What to produce → Send each entry back exactly as given, pictures excluded.

Records from a dataset
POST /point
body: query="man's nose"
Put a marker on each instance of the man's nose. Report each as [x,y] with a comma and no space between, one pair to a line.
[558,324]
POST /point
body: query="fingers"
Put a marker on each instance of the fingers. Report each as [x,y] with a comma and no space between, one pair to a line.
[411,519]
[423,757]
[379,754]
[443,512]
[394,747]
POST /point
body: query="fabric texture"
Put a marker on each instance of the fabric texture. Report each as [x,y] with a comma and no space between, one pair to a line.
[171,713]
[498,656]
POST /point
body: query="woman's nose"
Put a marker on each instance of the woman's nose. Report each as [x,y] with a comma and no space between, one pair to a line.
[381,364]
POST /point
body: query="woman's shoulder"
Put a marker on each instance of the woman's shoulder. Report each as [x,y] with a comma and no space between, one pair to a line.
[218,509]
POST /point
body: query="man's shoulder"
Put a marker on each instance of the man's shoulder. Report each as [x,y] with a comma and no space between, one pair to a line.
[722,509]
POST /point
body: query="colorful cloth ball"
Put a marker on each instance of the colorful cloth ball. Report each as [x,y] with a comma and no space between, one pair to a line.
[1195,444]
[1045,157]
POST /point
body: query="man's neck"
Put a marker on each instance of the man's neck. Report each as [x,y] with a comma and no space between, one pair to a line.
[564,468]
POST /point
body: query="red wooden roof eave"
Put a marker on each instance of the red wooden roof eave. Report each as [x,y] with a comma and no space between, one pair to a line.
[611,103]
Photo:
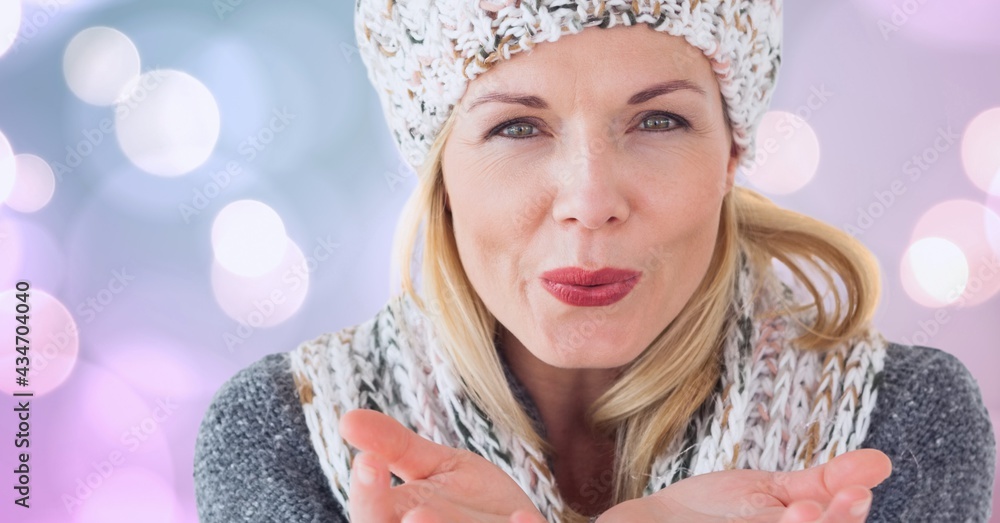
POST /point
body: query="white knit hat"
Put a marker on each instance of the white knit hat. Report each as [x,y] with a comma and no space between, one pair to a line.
[421,54]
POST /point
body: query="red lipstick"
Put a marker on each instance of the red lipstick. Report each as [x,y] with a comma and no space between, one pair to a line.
[583,288]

Answer for the task →
POST /point
body: query="man's nose"
Put a marker on each instance of the man's nose. Report each as [x,y] with a comma and no space between, one pair to a line.
[558,324]
POST /point
body: query="fingers"
Put a marker on each instance of the fingers. Report each as [x,y] with a comma and no space between, one pair to a line.
[411,519]
[423,757]
[379,754]
[443,512]
[394,747]
POST /point
body: query="fabric texture"
Put a marker on each instance of the fabric texture. Report each as [x,y] with a comma and no space between, one pair to a line.
[171,713]
[498,656]
POST /point
body: query="woman's nose"
Put a marker on each instance of the woman's nose. Report each as [x,y] with a comma and no space between, one pair to a line.
[381,364]
POST /point
body: query="woman's shoulder"
Put a marker on each instance of the woman's shoulder. Report each as [x,y] with a comma and no space between, one pair to a line.
[218,509]
POST /point
body: query="man's shoulder"
Put a marker on each instance of the man's shoulder. Report each as [x,y] with a comma and no space between, one pair to a line.
[722,509]
POST /point
body: query="colorful cloth ball"
Put a marker on each instance of the colorful cloth ball. Report each as [x,y] with a comma and no space between, one pair to a line.
[1195,444]
[1045,157]
POST /point
body: query="man's neck"
Put a marker on each instance of the man's neck. Report each as [x,y] with a comma and no space between, one pair to a line.
[564,468]
POST /point
body: query="red wooden roof eave"
Put a marker on each instance of the red wooden roof eave. Report each as [x,y] with a comma and no space between, one pair to a line.
[611,103]
Photo:
POST /point
body: query="white knit hat"
Put a marker on each instance of the white knit hat. Report each as [x,y] with a comma and no space between, one pair to a line.
[421,54]
POST /point
body: query="red lipstick"
Put a marker on each instance of the red lipstick. Report each as [x,y] with a comma and no space between, one pair to a line.
[583,288]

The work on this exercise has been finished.